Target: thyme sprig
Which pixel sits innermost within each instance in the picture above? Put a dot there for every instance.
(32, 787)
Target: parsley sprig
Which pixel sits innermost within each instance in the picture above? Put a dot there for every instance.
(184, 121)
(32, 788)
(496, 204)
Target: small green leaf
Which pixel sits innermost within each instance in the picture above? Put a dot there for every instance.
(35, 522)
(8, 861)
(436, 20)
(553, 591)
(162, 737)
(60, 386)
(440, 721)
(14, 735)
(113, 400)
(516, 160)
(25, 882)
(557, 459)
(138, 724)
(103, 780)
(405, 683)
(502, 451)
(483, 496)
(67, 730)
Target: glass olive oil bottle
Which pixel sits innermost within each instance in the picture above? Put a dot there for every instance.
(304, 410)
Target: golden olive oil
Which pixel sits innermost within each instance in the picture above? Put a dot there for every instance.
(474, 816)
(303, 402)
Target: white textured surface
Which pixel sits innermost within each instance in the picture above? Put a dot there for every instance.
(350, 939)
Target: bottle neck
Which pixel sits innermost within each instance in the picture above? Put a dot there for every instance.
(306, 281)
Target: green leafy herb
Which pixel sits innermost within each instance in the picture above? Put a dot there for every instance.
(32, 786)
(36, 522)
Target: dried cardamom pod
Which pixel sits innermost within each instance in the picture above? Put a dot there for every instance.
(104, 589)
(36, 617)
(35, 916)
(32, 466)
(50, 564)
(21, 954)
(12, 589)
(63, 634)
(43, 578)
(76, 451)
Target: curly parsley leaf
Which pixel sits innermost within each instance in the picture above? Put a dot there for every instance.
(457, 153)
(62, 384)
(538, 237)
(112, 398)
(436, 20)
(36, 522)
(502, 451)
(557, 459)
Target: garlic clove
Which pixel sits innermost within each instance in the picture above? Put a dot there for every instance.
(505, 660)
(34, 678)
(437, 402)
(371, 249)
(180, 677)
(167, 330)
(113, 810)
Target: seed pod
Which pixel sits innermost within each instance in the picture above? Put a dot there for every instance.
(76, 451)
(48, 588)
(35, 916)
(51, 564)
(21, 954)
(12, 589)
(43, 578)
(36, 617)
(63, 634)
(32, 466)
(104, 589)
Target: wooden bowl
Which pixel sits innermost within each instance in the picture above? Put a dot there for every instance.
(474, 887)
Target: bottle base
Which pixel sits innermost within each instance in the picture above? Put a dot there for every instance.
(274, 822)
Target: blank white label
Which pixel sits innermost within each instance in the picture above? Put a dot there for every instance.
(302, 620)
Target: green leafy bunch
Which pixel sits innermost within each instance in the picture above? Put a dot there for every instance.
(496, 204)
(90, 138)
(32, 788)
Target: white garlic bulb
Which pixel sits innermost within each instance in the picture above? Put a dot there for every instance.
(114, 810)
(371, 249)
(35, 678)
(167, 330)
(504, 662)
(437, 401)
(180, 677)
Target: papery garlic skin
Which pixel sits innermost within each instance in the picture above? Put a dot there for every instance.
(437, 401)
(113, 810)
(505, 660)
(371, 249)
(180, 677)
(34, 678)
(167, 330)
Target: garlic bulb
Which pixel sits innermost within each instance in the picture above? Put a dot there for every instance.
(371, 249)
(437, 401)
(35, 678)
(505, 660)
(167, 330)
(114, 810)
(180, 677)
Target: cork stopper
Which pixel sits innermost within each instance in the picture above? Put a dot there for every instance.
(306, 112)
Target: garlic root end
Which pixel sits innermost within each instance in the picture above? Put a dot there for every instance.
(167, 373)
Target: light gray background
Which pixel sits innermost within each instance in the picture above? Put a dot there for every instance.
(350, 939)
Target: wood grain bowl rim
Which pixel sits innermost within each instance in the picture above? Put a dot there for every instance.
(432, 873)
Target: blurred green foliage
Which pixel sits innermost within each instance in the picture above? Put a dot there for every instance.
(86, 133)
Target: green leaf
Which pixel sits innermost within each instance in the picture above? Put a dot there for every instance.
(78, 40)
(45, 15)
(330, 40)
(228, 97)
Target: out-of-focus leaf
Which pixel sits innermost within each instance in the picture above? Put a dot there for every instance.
........
◆ DO THIS
Arrange every line of the items, from the line containing "Target: garlic root end" through the end of the items, as a Markdown table with a Row column for the line number and a Text column for the line. Skip any blank lines.

◆ SOLUTION TO THIS TASK
| Row | Text |
|---|---|
| 1 | Target: garlic root end |
| 2 | Which pixel sits innermost within each instance in the picture above? Put a dot there for every instance. |
| 3 | (167, 373) |
| 4 | Target: light gray background |
| 5 | Which pixel sits innermost within each instance in the picture above? Put a dot there for every instance. |
| 6 | (350, 939) |
| 7 | Target: wood grain bowl rim |
| 8 | Which pixel sits innermost within each instance in the picture above? Put a dot there for every instance. |
| 9 | (432, 873) |
| 10 | Target: blurred green foliage |
| 11 | Which pixel sits innermost within each instance in the picture above? Put a dot there for every instance. |
| 12 | (86, 133) |
| 13 | Target: green leaf |
| 14 | Which pixel sits innermost within each instance in the picture above? Put a dot there for every instance. |
| 15 | (78, 40) |
| 16 | (45, 15) |
| 17 | (330, 40) |
| 18 | (228, 97) |
| 19 | Target: out-of-focus leaf |
| 20 | Which pixel sits innermost within each instance in the picture above? Put a dot there for every instance. |